#### YOUR ASSIGNMENT:
Go to the line that contains "Task: indicate one point on every instance of the river water" and extract it along with every line after it, exactly, through the end of the data below.

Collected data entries

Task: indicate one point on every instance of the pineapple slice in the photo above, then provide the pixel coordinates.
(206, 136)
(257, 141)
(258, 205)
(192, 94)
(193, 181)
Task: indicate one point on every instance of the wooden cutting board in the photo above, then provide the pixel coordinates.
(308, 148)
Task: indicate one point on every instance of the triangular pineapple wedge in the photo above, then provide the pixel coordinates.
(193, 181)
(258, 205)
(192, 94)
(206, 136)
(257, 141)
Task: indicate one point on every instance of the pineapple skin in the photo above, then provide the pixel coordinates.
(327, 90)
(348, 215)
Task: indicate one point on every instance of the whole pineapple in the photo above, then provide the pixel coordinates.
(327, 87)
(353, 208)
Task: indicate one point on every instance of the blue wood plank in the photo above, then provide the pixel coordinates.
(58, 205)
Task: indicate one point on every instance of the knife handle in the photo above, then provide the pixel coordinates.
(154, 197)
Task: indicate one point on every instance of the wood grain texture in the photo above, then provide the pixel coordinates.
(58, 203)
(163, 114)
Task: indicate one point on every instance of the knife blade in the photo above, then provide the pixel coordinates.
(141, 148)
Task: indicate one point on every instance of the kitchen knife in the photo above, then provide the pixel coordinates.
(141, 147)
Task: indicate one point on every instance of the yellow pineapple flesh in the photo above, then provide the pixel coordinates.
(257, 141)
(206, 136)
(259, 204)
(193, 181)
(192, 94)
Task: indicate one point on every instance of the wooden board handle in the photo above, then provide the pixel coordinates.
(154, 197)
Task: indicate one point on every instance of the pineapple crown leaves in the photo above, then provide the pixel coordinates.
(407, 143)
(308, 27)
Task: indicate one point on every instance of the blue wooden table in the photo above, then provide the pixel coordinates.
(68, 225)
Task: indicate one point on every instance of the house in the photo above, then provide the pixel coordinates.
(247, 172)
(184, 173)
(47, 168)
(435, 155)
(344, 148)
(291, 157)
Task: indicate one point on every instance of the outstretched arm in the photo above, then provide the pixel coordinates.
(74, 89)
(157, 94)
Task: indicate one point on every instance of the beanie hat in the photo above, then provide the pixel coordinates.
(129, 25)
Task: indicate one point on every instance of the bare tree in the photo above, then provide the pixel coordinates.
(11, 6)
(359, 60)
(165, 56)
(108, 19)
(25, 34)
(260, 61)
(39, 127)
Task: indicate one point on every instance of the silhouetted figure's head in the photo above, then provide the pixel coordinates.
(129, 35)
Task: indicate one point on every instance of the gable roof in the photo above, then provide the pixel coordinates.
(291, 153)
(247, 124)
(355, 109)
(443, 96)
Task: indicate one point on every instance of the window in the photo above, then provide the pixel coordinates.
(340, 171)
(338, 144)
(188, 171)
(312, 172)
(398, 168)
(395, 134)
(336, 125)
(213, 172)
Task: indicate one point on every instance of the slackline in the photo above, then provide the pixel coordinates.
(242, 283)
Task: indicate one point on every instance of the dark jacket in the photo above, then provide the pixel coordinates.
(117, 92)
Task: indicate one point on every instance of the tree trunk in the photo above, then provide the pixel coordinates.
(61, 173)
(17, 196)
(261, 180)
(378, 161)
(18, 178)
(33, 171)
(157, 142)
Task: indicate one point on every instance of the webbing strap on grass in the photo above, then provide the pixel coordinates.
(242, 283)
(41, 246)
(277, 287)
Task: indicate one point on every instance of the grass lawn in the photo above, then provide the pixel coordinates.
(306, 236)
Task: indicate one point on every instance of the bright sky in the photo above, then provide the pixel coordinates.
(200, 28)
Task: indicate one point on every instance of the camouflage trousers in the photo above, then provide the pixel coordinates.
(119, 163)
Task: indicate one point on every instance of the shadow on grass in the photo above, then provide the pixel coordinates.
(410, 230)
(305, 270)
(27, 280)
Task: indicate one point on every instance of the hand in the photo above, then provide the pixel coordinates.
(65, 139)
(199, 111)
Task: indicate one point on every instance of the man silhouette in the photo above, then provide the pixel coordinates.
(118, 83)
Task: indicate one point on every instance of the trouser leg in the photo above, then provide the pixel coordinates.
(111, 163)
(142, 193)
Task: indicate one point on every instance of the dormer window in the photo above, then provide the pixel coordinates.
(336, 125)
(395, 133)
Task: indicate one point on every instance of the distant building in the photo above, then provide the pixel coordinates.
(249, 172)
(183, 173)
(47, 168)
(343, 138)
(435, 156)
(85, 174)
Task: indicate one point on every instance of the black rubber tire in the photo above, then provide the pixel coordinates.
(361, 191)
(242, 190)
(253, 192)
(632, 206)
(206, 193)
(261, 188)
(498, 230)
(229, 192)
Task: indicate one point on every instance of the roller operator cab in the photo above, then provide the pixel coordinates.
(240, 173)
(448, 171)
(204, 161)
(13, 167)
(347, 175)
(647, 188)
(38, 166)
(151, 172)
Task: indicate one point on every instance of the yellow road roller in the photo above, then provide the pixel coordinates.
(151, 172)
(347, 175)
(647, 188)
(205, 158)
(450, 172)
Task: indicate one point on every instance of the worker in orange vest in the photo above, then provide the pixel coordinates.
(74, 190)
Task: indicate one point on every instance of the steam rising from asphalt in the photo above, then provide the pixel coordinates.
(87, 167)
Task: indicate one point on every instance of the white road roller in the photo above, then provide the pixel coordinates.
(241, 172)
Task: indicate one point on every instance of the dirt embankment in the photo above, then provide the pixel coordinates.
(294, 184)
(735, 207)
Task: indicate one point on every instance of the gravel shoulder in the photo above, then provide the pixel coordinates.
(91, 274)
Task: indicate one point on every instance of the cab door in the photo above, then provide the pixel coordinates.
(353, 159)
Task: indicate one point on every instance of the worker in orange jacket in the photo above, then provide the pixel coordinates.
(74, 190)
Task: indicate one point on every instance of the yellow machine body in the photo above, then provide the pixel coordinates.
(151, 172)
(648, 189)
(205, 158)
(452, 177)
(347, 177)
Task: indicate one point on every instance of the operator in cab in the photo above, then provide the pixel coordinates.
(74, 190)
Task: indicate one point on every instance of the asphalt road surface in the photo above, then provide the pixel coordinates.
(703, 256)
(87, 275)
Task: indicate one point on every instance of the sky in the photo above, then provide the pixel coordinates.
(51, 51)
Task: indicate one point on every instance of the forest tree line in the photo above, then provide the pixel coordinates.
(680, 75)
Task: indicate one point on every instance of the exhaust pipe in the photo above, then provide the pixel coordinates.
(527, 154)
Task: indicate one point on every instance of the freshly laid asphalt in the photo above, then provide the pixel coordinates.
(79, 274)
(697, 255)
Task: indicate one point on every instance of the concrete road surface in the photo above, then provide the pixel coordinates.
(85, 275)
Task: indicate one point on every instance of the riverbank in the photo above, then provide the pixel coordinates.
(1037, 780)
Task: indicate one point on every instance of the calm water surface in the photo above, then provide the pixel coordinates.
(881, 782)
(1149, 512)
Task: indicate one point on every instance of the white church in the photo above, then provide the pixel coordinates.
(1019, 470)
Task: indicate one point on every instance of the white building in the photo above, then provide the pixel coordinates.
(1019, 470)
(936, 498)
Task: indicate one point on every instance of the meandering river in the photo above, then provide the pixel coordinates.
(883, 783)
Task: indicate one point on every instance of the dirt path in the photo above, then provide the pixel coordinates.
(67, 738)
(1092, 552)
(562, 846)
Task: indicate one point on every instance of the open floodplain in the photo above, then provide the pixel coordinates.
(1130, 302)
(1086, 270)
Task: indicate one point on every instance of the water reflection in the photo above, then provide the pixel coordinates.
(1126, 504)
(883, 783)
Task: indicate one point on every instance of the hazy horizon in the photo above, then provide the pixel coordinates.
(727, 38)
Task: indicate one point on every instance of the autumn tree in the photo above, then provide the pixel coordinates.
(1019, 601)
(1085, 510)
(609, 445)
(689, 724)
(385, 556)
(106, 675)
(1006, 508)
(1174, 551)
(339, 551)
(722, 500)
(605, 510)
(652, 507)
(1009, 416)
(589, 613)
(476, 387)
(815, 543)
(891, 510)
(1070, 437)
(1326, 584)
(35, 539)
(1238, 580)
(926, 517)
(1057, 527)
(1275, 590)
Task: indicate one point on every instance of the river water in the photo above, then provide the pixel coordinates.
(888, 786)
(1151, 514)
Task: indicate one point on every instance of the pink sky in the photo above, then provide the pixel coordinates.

#### EXERCISE ANSWER:
Task: indicate one point on every instance of the river water in the photo above, then provide the pixel coordinates.
(888, 786)
(1151, 514)
Task: indicate one point on every instance of the pink sky in the photo above, then provide the pixel coordinates.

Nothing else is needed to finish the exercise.